[[ GIVEN RECORDS open ]]

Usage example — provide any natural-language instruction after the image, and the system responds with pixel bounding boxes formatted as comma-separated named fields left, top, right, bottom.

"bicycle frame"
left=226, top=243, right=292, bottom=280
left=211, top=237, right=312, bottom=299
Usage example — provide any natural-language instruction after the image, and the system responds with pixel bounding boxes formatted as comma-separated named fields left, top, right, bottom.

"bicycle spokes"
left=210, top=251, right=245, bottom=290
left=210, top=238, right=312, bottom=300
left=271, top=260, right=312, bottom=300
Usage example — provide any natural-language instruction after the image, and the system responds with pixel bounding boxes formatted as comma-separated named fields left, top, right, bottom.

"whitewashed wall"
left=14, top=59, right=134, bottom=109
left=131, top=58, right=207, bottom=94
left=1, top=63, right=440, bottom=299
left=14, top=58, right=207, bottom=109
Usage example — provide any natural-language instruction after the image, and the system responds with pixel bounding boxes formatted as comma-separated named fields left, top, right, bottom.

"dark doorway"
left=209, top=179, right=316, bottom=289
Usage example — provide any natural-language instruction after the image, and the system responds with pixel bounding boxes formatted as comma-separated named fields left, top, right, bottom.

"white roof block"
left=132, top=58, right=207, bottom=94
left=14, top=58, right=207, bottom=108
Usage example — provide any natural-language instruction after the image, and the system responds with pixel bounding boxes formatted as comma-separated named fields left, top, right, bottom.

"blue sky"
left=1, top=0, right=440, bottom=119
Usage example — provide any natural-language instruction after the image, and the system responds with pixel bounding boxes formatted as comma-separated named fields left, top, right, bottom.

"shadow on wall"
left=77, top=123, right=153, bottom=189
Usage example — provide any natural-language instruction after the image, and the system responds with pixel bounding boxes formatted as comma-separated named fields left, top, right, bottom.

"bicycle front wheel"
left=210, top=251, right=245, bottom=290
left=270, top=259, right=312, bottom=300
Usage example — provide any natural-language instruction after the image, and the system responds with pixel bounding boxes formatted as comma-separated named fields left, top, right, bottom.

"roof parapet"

[[ GIVEN RECORDS closed ]]

### EXERCISE INSTRUCTIONS
Retype every entry exactly.

### RESPONSE BOX
Usage example — provide any natural-language instruction after the image, and the system responds with pixel bounding boxes formatted as comma-separated named fields left, top, right, bottom.

"bicycle frame"
left=226, top=243, right=292, bottom=280
left=211, top=237, right=312, bottom=299
Usage example — provide any natural-language instruction after the image, and the system responds with pixel bounding boxes formatted as comma-separated named fields left, top, right, bottom.

"bicycle spokes"
left=210, top=251, right=245, bottom=290
left=210, top=238, right=312, bottom=300
left=271, top=260, right=312, bottom=300
Usage example — provide any natural-language instruction after the image, and the system responds with pixel bounding boxes formatted as comma-separated named fields left, top, right, bottom.

"whitewashed wall"
left=14, top=59, right=134, bottom=109
left=131, top=58, right=207, bottom=94
left=1, top=63, right=440, bottom=299
left=14, top=58, right=207, bottom=109
Usage example — provide any natural-language instruction after the image, and the system responds with pixel bounding boxes formatted as comma-separated named fields left, top, right, bottom.

"dark doorway"
left=209, top=179, right=316, bottom=289
Usage example — provide any natural-language instruction after the image, and the system responds with pixel bounding boxes formatted as comma-separated named fields left, top, right, bottom.

"white roof block"
left=132, top=58, right=207, bottom=94
left=14, top=58, right=207, bottom=108
Usage example — provide any natural-language instruction after the image, and the system responds with pixel bounding boxes formatted as comma-separated named fields left, top, right, bottom.

"blue sky"
left=1, top=0, right=440, bottom=119
Usage example — provide any natural-language instruction after the image, and the system responds with pixel bounding boxes formatted as comma-separated named fields left, top, right, bottom.

"shadow on wall"
left=77, top=123, right=153, bottom=189
Usage example — provide any natural-language instruction after the image, and the system responds with pixel bounding boxes formatted as comma-separated named fields left, top, right, bottom.

"bicycle front wheel"
left=210, top=251, right=245, bottom=290
left=270, top=259, right=312, bottom=300
Usage example — provide any natural-language instruction after the image, and the system responds with pixel bounding boxes formatted as comma-separated named fields left, top, right, bottom.

"roof parapet"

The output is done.